» To be done:
[a] According to the final report prompts, how long should the introduction be?
[b] Say whether each statement agrees with the final report prompts, and give yes or no with the deciding words quoted: (i) The first draft is to be submitted in the MDPI Rticles format. (ii) Citation metadata belongs in the body of the report. (iii) The data description must cover every data source a team might eventually use.
[c] Extend the final report prompts past their last line in the same style.

» Text section:

━━━━━━━━━━

Final Report Prompts
First Draft
Please note that the first draft of the report should be submitted in the MDPI Rticles format with all citation metadata included in a separate .bib file and referenced in-line.
Introduction
Your introduction should be 300-500 words and should introduce your project to an audience unfamiliar with our capstone course. This section will be some combination of your problem definition, sponsor description, the scope of your solution, and an outline of the remaining sections of the report.
As you prepare your introduction, you should think about how you can synthesize some of what you wrote in these earlier sections into a piece writing that will frame your project to an unfamiliar audience.
Note that this will require more than just copying and pasting previously written sections of the report. You should think carefully about how to integrate this writing in a meaningful way to introduce your project.
Data Description
In 300-500 words, introduce the data resources that you will be working with to a lay audience. Some teams might not yet know all of these data sources, so you need only detail the ones that you know you will be working with.
I have found in the past that detailing datasets to an audience unfamiliar with that data is really challenging. We have a tendency to want to describe the data’s technical details rather than summarizing more generally what the data represents. I’ve included an example below to help you think through how to approach this. At the very least this section should include:
- What the data represents
- Who produced it
- Its observational unit
- Some variables that describe that observational unit (but be careful about getting too technical here)

━━━━━━━━━━

» Source data:
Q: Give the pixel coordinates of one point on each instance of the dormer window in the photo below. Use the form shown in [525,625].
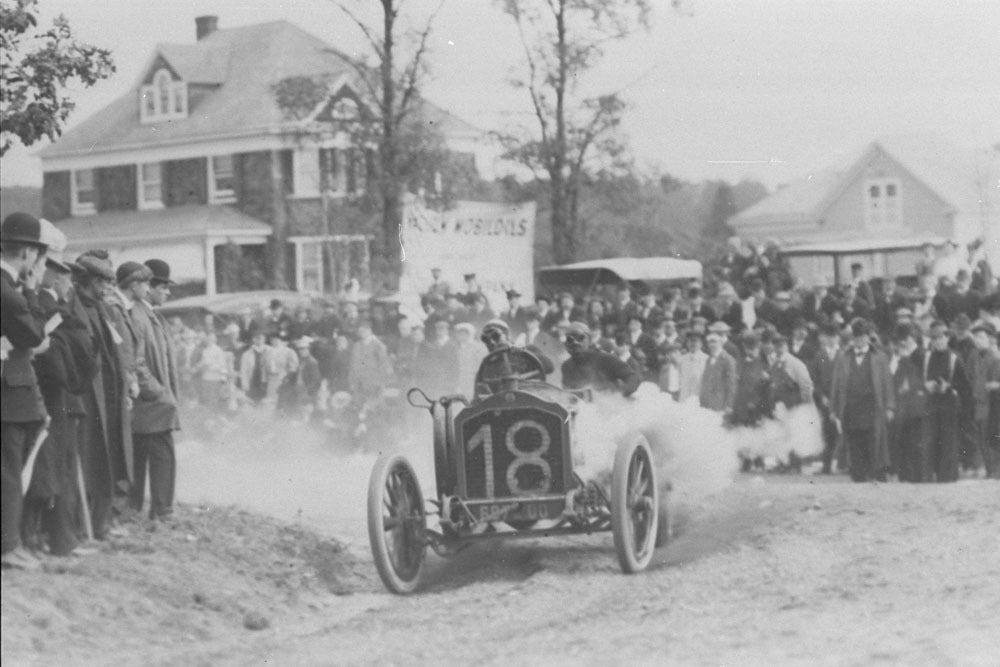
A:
[163,99]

━━━━━━━━━━

» Task-by-task results:
[a] 300-500 words.

[b]
(i) Yes: "the first draft of the report should be submitted in the MDPI Rticles format"
(ii) No: "with all citation metadata included in a separate .bib file"
(iii) No: "you need only detail the ones that you know you will be working with"

[c]
- A bit of its history/context
- A few data limitations
To address this problem, we analyzed a dataset put out by the US EPA [<– who produced it] that documents the environmental compliance and enforcement history of every EPA-regulated facility in the US, including prisons [<– what it represents]. For every EPA-regulated facility in the US in a given year [<– observational unit], the dataset reports information such as the permits the facility has been awarded, enforcement actions taken against the facility, and penalties it has assessed [<– variables]. The EPA has been integrating this data from a number of different compliance databases for major federal regulations (such as the Clean Air Act and the Safe Drinking Water Act) for over ten years [<– history/context]. The data tends to be more comprehensive for larger facilities than for smaller facilities and does not include information about compliance with all environmental laws [<–limitations].
Detailed Methodology
This section should be about 800-1000 words. This is going to look quite different for each of the projects. This section might include things like:
- How did you acquire the data?
- How did you clean and format the data?
- How did you integrate the data?
- How did you determine which metrics to use or how to calculate certain metrics?
- How did you analyze the data?
- What assumptions did you have to make when drawing conclusions from the data?
- How did you automate certain processes?
- What was the purpose of certain key functions you wrote?
- Why did you select certain plots to visualize the data?
As you are drafting this section, I encourage you to think about the key information a non-technical audience would need in order to understand how you plugged along towards the development of your deliverables. Remember that this is a draft, and aspects may change or be extended as you continue the project.
Findings/Outputs
This section should be about 600-800 words. This is going to look quite different for each of the projects, depending on the scope of your deliverables. This section might include things like:
- What were the primary findings of your statistical analyses (in relation to original research questions)? (e.g. “We found that…[give us key numbers, stats, and summaries of figures].”)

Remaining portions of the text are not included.